*SCHRIFTLICHE ANWEISUNG 1*. Schreib aus dem Text zur politischen Kommunikation den Teil zwischen "Was die Kommunikation" und "unangenehme Botschaften aus." wortgetreu ab, beide Stellen eingeschlossen.
*SCHRIFTLICHE ANWEISUNG 2*. Führe den Text zur politischen Kommunikation im Anschluss an seinen letzten Satz weiter.

*QUELLENAUSZUG*.
________

Insgesamt ist es dem SPD-Politiker aber nicht gänzlich gelungen, das Bild eines mitunter getrieben wirkenden Kanzlers nachhaltig zu korrigieren. Das könnte auch daran liegen, dass er sich im Umgang mit Journalistinnen und Journalisten teilweise wenig souverän verhält. Seine Antworten bleiben oft vage und wirken besserwisserisch.
Robert Habeck und die Politik mit "angehängtem Fragezeichen"
Was die Kommunikation angeht, verfolgt Robert Habeck eine andere Strategie. Der Bundeswirtschaftsminister und Vizekanzler nimmt zum Beispiel immer wieder Videos auf, die über sein Ministerium in den sozialen Netzwerken verbreitet werden und in denen er seine Strategien erklärt. Dazu spricht der Grünen-Politiker auch immer wieder unangenehme Botschaften aus.
Er betonte beispielsweise im März, dass die deutsche Gesellschaft "ärmer" werden würde, wenn durch Sanktionen gegen Russland Energiepreise deutlich steigen würden. Dazu kommt, dass Robert Habeck auch immer wieder Zweifel offen anspricht. Die militärische Unterstützung der Ukraine nannte er "richtig". Gleichzeitig fragte er, ob sie auch "gut" sei.
"Politik mit dem angehängten Fragezeichen" nennt das Barbara Kostolnik, BR-Journalistin im ARD-Hauptstadtstudio in Berlin. Mit dieser Strategie der Offenheit hat Robert Habeck Erfolg. Seine Beliebtheitswerte stiegen zuletzt. Der Politikwissenschaftler Thorsten Faas warnt allerdings: "Die Frage ist, ob man permanent so agieren und unangenehme Wahrheiten aussprechen kann." In Wahlkämpfen der jüngeren Zeit hätten insbesondere die Grünen damit auch schlechte Erfahrungen gemacht. Diese Strategie sei stark zeitabhängig, so Faas.
Die "alte" Annalena Baerbock ist zurück
Auch Annalena Baerbock hat mit ihrer Art Politik zu erklären Erfolg. Die jetzige Bundesaußenministerin war als Spitzenkandidatin der Grünen im Wahlkampf im vergangenen Jahr über einen geschönten Lebenslauf und ein schlampig verfasstes Buch gestolpert. Sie wirkte gereizt und oft unsicher. Das hat sich geändert, beobachtet Thorsten Faas: "Wir erleben jetzt die alte Annalena Baerbock aus der Zeit vor dem Wahlkampf."

________

*BEREITGESTELLTES MATERIAL*.

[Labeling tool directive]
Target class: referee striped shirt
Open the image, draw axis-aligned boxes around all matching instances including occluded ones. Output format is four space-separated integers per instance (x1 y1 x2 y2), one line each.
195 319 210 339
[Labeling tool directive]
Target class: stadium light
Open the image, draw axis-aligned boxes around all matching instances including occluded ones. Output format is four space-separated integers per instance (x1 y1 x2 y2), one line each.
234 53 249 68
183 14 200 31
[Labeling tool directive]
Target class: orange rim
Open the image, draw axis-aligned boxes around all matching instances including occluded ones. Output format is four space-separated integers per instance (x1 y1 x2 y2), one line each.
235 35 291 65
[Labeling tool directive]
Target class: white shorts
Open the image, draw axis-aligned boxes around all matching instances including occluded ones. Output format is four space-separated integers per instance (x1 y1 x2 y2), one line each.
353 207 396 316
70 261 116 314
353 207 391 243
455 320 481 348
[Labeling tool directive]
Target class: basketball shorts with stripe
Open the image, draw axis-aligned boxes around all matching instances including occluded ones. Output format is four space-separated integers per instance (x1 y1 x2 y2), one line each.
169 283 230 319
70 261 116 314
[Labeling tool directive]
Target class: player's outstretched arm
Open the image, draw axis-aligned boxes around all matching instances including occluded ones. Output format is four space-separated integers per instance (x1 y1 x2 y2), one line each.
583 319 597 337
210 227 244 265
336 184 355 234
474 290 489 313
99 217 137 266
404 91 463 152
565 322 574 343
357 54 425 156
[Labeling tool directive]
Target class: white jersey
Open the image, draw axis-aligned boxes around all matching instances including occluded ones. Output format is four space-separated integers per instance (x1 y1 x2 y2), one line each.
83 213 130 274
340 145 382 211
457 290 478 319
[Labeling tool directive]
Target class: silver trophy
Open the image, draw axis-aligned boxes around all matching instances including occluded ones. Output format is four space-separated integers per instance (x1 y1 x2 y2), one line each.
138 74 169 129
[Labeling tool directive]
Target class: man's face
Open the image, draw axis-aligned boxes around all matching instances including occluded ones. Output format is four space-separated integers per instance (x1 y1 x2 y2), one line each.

________

*ERGEBNIS 1*.
Was die Kommunikation angeht, verfolgt Robert Habeck eine andere Strategie. Der Bundeswirtschaftsminister und Vizekanzler nimmt zum Beispiel immer wieder Videos auf, die über sein Ministerium in den sozialen Netzwerken verbreitet werden und in denen er seine Strategien erklärt. Dazu spricht der Grünen-Politiker auch immer wieder unangenehme Botschaften aus.

*ERGEBNIS 2*.
Die Außenministerin kommuniziere sehr klar und vor allem persönlich. Immer wieder stellt sie Bezüge zu ihrer eigenen Familie her und zu ihren Kindern. Etwa wenn Sie zu Gast ist in der Ukraine. "Das ist schon interessant, wie sie ihre Biographie - die ihr ja im Wahlkampf eher zum Nachteil gereicht ist - jetzt positiv einsetzt, um Schicksale auch zu vermitteln," analysiert Thorsten Faas von der FU Berlin. Dies sei außerdem ein großer Unterschied zu früheren Außenministern.
Große Hoffnungen in veränderten Kommunikationsstil
Generell ist der Kommunikationsexperte Johannes Hillje überzeugt, dass es einen Kulturwandel in der Politik braucht: "Weg vom allwissenden, alles richtig machenden Politiker, hin zum erklärenden, auch mal Fehler machenden Politiker." Wenn dieser Stil mehr und mehr Schule machen würde, könnte dies auch für die Gesellschaft ein Fortschritt sein.
Das Problem, dass teilweise "Argumente vorschnell zu Schwarz-Weiß-Lösungen verdichtet werden", sieht auch Thorsten Faas. Mehr Grautöne in der politischen Kommunikation könnten damit die Polarisierung der Gesellschaft eindämmen, das ist die Hoffnung von Johannes Hillje.